#### [PROBLEMS TO WORK ON]
1) Who were the panelists named in the session notes on hiring for an agile team, and which hiring perspective did each one represent?
2) Can you copy word for word everything in the session notes from "On Wednesday October" down to "Meszaros (Solution Architect)"?

#### [EXTRACT PROVIDED]
----

Hiring For an Agile Team – Session Notes

On Wednesday October 28th the Calgary APLN meeting was a panel discussion on “Hiring for an agile team.” We had a panel of five experts representing the hiring perspectives of Project Managers, Architects, Testers, Business Analysts, and Developers. The panel was comprised of:

  • Janice Aston (Project Manager)
  • Janice is an Agile project manager and coach currently working as an independent consultant. She is passionate about building high performing teams and delivering business value.
  • Gerard Meszaros (Solution Architect)
  • Gerard is an agile trainer and coach. He trains and coaches agile development teams on how to do agile better through better software design, design for testability, test automation and refactoring. He trains and coaches project managers, architects and business people on how to be good product owners by breaking functionality down into small, incremental user stories. He has just returned from Denmark where he was an invited speaker at the JAOO conference. He has played the role of Solution Architect on several agile projects.
  • Jennitta Andrea (Tester)
  • Jennitta has been actively engaged on a variety of different agile projects in Calgary as a hands-on practitioner (analyst, tester), consultant (retrospectives, assessments), and instructor. Her writing and conference presentations have brought international recognition as a thought leader in the area of agile requirements and test driven development.
  • John Johnston (Business Analyst)
  • John is a BA and Agile coach at ThoughtWorks. He is particularly interested in finding ways to make agile and user centered design work together. Right now he wants to know more about Lean and Kanban systems.
  • Dustin Aleksiuk (Developer)
  • Dustin is a Calgary independent software developer and consultant. He has been using agile methods in various roles for the last 9 years.

----

#### [DATA LINES]
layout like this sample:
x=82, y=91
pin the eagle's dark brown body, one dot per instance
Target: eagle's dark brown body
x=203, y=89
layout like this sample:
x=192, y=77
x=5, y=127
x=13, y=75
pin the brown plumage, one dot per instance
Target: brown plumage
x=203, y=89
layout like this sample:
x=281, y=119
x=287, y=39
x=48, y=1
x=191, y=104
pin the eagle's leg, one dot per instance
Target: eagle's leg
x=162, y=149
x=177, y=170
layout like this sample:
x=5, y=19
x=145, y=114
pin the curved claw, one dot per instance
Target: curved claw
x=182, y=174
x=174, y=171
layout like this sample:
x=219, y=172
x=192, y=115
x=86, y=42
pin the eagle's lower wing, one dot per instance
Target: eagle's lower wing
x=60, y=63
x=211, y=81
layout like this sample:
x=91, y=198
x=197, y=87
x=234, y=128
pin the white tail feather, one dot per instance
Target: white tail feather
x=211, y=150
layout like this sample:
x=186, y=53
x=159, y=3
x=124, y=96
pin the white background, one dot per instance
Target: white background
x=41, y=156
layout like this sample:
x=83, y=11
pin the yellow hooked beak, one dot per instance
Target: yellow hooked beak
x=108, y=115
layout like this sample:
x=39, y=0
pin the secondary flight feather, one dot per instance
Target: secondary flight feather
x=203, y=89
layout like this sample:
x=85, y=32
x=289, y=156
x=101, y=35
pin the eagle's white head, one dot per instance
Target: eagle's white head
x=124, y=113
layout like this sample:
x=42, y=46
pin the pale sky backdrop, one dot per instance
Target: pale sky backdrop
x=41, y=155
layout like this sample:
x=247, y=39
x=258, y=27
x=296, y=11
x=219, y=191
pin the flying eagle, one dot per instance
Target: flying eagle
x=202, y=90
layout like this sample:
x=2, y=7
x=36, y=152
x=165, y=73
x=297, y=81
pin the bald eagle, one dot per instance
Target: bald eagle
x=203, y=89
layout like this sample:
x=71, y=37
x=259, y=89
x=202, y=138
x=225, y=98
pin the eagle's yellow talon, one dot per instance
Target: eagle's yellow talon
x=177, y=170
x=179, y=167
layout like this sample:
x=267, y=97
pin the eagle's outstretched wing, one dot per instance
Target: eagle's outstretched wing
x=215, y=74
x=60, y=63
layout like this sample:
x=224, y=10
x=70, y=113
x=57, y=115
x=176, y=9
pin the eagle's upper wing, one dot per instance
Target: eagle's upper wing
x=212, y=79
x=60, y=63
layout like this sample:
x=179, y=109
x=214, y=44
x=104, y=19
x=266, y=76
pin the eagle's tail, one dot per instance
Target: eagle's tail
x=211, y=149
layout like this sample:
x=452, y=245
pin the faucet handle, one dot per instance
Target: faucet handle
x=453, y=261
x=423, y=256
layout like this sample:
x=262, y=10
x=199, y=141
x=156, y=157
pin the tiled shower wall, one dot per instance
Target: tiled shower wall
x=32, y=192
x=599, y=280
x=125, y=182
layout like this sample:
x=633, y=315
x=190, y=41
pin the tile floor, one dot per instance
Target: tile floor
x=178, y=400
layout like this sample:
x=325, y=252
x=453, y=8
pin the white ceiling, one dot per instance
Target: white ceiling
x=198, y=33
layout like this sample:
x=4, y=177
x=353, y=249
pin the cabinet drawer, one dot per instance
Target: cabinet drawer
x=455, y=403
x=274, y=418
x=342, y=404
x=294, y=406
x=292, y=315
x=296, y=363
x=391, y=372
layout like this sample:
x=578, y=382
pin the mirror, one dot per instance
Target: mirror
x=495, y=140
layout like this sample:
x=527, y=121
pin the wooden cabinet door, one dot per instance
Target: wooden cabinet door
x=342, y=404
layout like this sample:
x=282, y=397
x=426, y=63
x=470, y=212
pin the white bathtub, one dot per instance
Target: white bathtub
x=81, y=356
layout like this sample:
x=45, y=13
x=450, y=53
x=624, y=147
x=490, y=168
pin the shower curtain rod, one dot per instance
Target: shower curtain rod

----

#### [PER-TASK OUTPUTS]
1)
- Janice Aston: Project Manager
- Gerard Meszaros: Solution Architect
- Jennitta Andrea: Tester
- John Johnston: Business Analyst
- Dustin Aleksiuk: Developer

2)
On Wednesday October 28th the Calgary APLN meeting was a panel discussion on “Hiring for an agile team.” We had a panel of five experts representing the hiring perspectives of Project Managers, Architects, Testers, Business Analysts, and Developers. The panel was comprised of:

  • Janice Aston (Project Manager)
  • Janice is an Agile project manager and coach currently working as an independent consultant. She is passionate about building high performing teams and delivering business value.
  • Gerard Meszaros (Solution Architect)